(DATA FOR THIS TASK):

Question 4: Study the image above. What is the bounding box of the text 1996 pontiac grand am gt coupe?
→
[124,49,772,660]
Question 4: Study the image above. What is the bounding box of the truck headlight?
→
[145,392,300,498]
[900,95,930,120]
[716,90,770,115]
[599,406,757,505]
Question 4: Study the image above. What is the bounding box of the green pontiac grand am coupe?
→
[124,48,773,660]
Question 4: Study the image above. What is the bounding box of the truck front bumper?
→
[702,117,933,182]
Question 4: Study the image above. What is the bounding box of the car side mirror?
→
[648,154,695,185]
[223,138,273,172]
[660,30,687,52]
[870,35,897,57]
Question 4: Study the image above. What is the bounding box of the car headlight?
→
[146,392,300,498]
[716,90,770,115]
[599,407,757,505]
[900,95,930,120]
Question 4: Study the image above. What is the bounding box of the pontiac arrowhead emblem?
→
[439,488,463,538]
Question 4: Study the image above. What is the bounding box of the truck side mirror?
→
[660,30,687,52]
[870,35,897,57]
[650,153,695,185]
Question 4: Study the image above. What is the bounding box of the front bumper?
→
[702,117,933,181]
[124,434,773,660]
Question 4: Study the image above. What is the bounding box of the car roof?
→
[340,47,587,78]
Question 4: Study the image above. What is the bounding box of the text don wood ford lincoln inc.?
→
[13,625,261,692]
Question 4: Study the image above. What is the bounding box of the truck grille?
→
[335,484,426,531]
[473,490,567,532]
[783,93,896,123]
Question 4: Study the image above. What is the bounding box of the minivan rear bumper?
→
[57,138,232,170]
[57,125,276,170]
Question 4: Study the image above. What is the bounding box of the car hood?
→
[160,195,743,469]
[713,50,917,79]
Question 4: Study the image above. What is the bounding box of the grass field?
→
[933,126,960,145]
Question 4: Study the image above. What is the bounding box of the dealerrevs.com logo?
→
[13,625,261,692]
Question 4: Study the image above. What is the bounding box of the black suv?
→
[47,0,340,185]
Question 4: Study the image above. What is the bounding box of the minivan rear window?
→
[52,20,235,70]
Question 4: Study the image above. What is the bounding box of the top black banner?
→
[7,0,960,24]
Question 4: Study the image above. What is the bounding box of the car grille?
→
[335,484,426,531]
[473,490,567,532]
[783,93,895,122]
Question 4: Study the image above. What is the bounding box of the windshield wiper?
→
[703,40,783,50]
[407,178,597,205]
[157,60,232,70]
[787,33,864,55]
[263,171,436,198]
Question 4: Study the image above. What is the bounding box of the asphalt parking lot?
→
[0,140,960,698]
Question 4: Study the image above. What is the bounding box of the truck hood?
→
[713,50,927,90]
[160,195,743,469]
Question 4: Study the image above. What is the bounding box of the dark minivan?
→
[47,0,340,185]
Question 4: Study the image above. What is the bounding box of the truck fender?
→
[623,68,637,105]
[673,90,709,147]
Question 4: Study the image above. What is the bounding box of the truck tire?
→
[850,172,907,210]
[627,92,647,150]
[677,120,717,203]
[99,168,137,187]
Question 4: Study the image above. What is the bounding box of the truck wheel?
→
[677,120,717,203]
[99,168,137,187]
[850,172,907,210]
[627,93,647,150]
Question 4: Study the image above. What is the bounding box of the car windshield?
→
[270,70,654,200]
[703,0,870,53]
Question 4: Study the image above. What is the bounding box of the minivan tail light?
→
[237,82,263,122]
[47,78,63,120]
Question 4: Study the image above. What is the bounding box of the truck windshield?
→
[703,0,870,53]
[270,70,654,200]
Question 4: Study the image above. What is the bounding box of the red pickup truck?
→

(AIM):
Output everything from the start of the records down to the line containing "[439,488,463,538]" as a two-column CSV with the header input,output. Use one row per record, put its text and its answer each in a single quoted field, and replace line breaks with spaces.

(TASK ANSWER):
input,output
"Question 4: Study the image above. What is the bounding box of the text 1996 pontiac grand am gt coupe? →","[124,49,772,660]"
"Question 4: Study the image above. What is the bounding box of the truck headlight? →","[145,392,300,498] [900,95,930,120] [716,90,770,115] [599,406,757,505]"
"Question 4: Study the image above. What is the bounding box of the green pontiac grand am coupe? →","[124,48,773,660]"
"Question 4: Study the image above. What is the bounding box of the truck front bumper? →","[702,117,933,182]"
"Question 4: Study the image above. What is the bounding box of the car side mirror? →","[648,154,695,185] [223,138,273,172] [660,30,687,52] [870,35,897,57]"
"Question 4: Study the image above. What is the bounding box of the car headlight? →","[146,392,300,498] [716,90,770,115] [599,407,757,505] [900,95,930,120]"
"Question 4: Study the image above. What is the bounding box of the pontiac arrowhead emblem? →","[439,488,463,538]"